Prosegua il testo sulla sessualità nelle culture religiose, riprendendolo subito dopo la sua ultima frase.

# Testo da analizzare
----------
Numerose e complesse sono nelle diverse culture religiose le implicazioni della sfera sessuale, intesa sia nei suoi aspetti biologici (come per il valore religioso o magico conferito all’atto sessuale, agli organi sessuali, al sangue mestruale, allo sperma ecc.) sia nei suoi riflessi nell’organizzazione sociale (in rapporto alla istituzionalizzazione dell’unione sessuale nel matrimonio, ma anche in conseguenza della divisione sessuale del lavoro) nonché a livello simbolico (si pensi ai riferimenti all’amore, all’unione sponsale, o anche all’orgasmo, propri del linguaggio dei mistici).
Probabilmente è a causa della sua intrinseca connessione con la sopravvivenza della specie che la s. è stata assunta nella sfera del sacro, con tutte le classiche opposizioni dialettiche di quest’ultima (sacro-profano, puro-impuro ecc.). Ciò determina peraltro l’ambivalenza con cui è intesa la vita sessuale sul piano religioso: da una parte, l’energia che si esplica negli atti sessuali è benefica o quanto meno vitale, e quindi positiva; dall’altra, le varie società tendono a determinare i vincoli e le leggi che condizionano la sua libera esplicazione, sia in funzione di precise norme culturali sia per la condizione in cui si trova chi compie gli atti sessuali (per es., durante le mestruazioni, la gravidanza, il puerperio). Tale problematica si riflette nell’alto grado di ritualizzazione assunta in varie società dalla piena acquisizione della capacità sessuale (riti di iniziazione, circoncisione ecc.).
----------
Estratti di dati
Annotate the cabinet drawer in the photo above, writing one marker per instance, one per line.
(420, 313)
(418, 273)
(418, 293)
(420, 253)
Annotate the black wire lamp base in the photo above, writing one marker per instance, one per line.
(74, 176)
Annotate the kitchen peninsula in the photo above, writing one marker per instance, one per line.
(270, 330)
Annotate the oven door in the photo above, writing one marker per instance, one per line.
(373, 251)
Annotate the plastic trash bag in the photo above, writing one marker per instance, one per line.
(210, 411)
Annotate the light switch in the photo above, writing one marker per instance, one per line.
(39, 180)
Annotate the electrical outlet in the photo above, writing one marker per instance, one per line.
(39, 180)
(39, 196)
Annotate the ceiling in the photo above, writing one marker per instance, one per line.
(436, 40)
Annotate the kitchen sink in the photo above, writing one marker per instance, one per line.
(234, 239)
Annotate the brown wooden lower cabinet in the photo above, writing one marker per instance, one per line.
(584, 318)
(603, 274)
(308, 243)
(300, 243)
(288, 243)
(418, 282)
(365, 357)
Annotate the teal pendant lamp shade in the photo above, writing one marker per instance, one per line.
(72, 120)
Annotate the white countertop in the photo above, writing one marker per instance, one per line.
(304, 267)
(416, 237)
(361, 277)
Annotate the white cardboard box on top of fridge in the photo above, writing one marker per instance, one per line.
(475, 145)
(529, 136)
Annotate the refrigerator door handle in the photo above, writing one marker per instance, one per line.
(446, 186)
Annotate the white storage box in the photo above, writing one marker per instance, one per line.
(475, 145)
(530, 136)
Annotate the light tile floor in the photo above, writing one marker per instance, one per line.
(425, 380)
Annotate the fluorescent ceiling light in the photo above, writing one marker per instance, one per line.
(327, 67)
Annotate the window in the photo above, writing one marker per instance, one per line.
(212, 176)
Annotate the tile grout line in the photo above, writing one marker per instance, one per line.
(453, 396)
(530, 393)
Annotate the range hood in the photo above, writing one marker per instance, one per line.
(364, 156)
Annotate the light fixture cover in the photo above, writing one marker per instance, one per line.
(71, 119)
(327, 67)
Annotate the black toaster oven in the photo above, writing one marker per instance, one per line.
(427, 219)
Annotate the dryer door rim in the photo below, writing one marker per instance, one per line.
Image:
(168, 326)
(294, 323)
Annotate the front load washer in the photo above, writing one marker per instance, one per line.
----------
# Esito dell'esercizio
Sul piano del mito, l’unione sessuale, anche in relazione alle eventuali prassi matrimoniali dei diversi gruppi, si configura come il processo creativo attraverso il quale le figure divine – proprio per questo sessualmente differenziate, almeno nelle religioni che le presentano ben definite, come nel caso di varie forme di politeismo – danno origine al mondo e lo rinnovano. Parallelamente a tale concezione è possibile che sul piano del rito si istituzionalizzi la prassi di atti sessuali ripetuti, sempre finalizzati al rinnovamento sociale o cosmico. Di norma l’unione sessuale, che si riconosca o no la sua funzione riproduttiva, è istituzionalizzata nel matrimonio, con tutte le regole che determinano i rapporti al suo interno e all’interno della famiglia. Queste regole tuttavia possono prevedere periodicamente od occasionalmente momenti di rottura (orgia, incesto) delle norme di comportamento.
Nelle religioni delle culture cosiddette superiori i fatti sessuali possono essere diversamente valutati. Alcune esprimono l’esigenza della rinuncia alla vita sessuale, o almeno a certi specifici comportamenti al suo interno, come è stato a lungo, per un complesso di cause, nella tradizione cristiana. Altre possono conferire agli atti sessuali un valore liberatorio. Non si esclude peraltro che una stessa religione possa determinare esiti opposti nei confronti del sesso: per es., nell’induismo a posizioni decisamente ascetiche si affiancano le dottrine tantristiche, di segno decisamente opposto, mentre nello stesso cristianesimo la mistica si riappropria del linguaggio e della simbologia sessuale per esprimere l’unione con Dio.